▶ Exercise
Reproduce the lines below word for word.

[Coordinate annotation lines]

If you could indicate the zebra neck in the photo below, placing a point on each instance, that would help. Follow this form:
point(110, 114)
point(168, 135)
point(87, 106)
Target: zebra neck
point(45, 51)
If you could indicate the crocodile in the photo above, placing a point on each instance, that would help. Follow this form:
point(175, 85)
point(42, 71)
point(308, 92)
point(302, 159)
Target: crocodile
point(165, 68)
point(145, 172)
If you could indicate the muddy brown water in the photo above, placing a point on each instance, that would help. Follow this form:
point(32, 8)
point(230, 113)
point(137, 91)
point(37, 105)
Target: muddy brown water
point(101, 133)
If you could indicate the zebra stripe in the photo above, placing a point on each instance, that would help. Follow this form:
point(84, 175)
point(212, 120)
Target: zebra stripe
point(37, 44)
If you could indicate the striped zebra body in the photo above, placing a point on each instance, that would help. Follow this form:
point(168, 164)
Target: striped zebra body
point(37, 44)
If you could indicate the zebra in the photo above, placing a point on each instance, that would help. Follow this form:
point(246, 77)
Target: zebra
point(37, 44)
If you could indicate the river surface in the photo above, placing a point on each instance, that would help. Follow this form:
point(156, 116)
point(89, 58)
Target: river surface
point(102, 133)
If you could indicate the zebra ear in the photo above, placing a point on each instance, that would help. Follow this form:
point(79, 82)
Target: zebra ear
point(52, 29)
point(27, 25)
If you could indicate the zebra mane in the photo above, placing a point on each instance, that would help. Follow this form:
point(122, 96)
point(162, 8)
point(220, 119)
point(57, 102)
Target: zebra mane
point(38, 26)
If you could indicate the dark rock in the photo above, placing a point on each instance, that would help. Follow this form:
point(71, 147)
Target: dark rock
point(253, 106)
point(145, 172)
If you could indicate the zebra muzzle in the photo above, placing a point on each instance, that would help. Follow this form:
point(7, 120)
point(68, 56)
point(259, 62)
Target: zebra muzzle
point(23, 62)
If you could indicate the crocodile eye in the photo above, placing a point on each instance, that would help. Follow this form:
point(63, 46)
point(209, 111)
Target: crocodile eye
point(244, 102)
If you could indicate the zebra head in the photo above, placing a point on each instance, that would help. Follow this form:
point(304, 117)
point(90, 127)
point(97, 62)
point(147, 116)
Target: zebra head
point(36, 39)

▶ Reply
If you could indicate the zebra neck in the photo below, placing a point on each instance, that would help. Follow this form:
point(110, 114)
point(168, 135)
point(87, 106)
Target: zebra neck
point(45, 51)
If you could indicate the crocodile in the photo above, placing a point on each instance, that would help. Follow this form:
point(175, 85)
point(42, 71)
point(308, 92)
point(302, 159)
Target: crocodile
point(165, 68)
point(145, 172)
If you could indicate the muddy brown water in the photo above, placing a point on each instance, that would help. Follow this form:
point(32, 8)
point(230, 113)
point(137, 91)
point(37, 105)
Target: muddy brown water
point(101, 133)
If you could indicate the zebra stripe in the photo above, placing a point on each instance, that would help. Follow this form:
point(84, 175)
point(212, 120)
Target: zebra stripe
point(37, 44)
If you could indicate the striped zebra body in the photo above, placing a point on each instance, that would help. Follow this form:
point(168, 164)
Target: striped zebra body
point(37, 44)
If you could indicate the zebra in the photo above, placing a point on each instance, that would help. Follow this form:
point(246, 77)
Target: zebra
point(37, 44)
If you could indicate the river surface in the photo above, placing a point on each instance, that would help. Follow this form:
point(156, 116)
point(89, 58)
Target: river surface
point(102, 133)
If you could indicate the zebra ear in the photo above, placing a point on each instance, that would help. Follow this form:
point(79, 82)
Target: zebra ear
point(52, 29)
point(27, 25)
If you could indicate the zebra mane in the photo above, placing a point on each instance, that would help. Follow this form:
point(122, 96)
point(162, 8)
point(220, 119)
point(57, 102)
Target: zebra mane
point(38, 26)
If you could indicate the dark rock in the photo above, placing a point on each instance, that would help. Follow this form:
point(71, 147)
Target: dark rock
point(253, 106)
point(145, 172)
If you could indicate the zebra muzzle in the photo above, placing a point on each instance, that would help. Follow this form:
point(7, 120)
point(68, 56)
point(259, 62)
Target: zebra muzzle
point(23, 62)
If you could indicate the crocodile eye in the photo above, placing a point on each instance, that would help. Follow this form:
point(63, 46)
point(209, 111)
Target: crocodile eye
point(244, 102)
If you could indicate the zebra head in the photo above, placing a point on each instance, that would help. Follow this form:
point(304, 117)
point(90, 127)
point(97, 62)
point(147, 116)
Target: zebra head
point(36, 39)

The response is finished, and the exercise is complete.